PROBLEM
Transcribe only part of the material below: the lines from the one containing "Can you find the dog's nose" through the one containing "Can you find the soil", inclusive, exactly as written.

**** MATERIAL PROVIDED ****

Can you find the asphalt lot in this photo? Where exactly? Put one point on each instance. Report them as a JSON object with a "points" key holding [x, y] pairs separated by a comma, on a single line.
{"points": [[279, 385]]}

****
**** MATERIAL PROVIDED ****

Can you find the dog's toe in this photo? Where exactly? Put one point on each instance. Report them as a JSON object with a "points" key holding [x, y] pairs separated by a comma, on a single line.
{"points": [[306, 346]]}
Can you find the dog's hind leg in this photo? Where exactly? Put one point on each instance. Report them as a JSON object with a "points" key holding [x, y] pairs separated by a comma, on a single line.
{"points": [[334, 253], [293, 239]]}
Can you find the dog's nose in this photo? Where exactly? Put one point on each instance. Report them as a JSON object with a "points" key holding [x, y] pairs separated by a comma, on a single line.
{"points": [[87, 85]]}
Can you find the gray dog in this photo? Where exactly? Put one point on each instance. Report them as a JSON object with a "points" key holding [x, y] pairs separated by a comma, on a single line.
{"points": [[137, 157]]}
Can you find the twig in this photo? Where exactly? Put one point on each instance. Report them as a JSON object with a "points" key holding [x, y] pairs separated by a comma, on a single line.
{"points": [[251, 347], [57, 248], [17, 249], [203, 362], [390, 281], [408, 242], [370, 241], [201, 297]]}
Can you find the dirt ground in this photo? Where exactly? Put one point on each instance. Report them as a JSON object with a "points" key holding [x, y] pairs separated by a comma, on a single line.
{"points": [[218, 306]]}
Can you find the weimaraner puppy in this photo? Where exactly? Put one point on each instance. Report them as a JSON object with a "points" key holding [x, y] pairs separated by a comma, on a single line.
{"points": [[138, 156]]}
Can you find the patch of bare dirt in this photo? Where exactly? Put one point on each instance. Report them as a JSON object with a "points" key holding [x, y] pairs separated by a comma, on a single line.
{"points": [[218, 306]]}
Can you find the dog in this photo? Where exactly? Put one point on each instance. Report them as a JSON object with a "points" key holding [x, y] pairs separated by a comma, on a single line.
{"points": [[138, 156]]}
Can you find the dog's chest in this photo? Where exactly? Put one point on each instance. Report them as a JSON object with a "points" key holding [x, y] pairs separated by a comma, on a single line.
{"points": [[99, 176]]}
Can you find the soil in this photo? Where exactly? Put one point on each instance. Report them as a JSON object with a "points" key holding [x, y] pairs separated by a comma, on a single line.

****

RESPONSE AREA
Can you find the dog's nose in this photo? Where exactly? Put one point on each instance. Report them as a JSON object with a "points" key holding [x, y] pairs separated by a comma, on a single line.
{"points": [[87, 85]]}
Can you find the gray dog in this photo? Where exactly? Put one point on each instance. Report them as a JSON object with a "points" key holding [x, y] pairs separated by a comma, on a single line.
{"points": [[137, 157]]}
Can you find the twig in this photo? Where exactly? Put one point on each instance. Report them as a JSON object with a "points" key holding [x, y] pairs separated by a comma, on a single line.
{"points": [[251, 347], [57, 248], [17, 249], [203, 362], [390, 281], [408, 242], [370, 241], [201, 297]]}
Can you find the dirt ground in this photo? Where exactly? Put one point on each instance. Report them as a JSON object with a "points" key holding [x, y] pairs separated by a comma, on a single line.
{"points": [[218, 306]]}
Can you find the weimaraner puppy in this photo? Where exactly? Put one point on each instance. Report them as a JSON object with a "points" key holding [x, y] pairs separated by a comma, on a single line.
{"points": [[138, 156]]}
Can you find the patch of bare dirt in this photo? Where exactly? Put one point on each instance. Report them as a JSON object with a "points" key holding [x, y] pairs separated by a comma, on a single line.
{"points": [[218, 306]]}
Can you find the dog in this photo? Where exactly? Put one point on each instance. Report them as a JSON object with a "points" key holding [x, y] pairs separated by a comma, on a single line.
{"points": [[138, 156]]}
Can you find the dog's chest in this photo? Where exactly? Put one point on each instance. Report them as a JSON object with a "points" key holding [x, y] pairs separated by a comma, on a single line.
{"points": [[99, 176]]}
Can you find the soil in this photo? Where exactly? Put one point on each instance. Report them as a JSON object with a "points" key holding [x, y] pairs separated by a comma, on a single line.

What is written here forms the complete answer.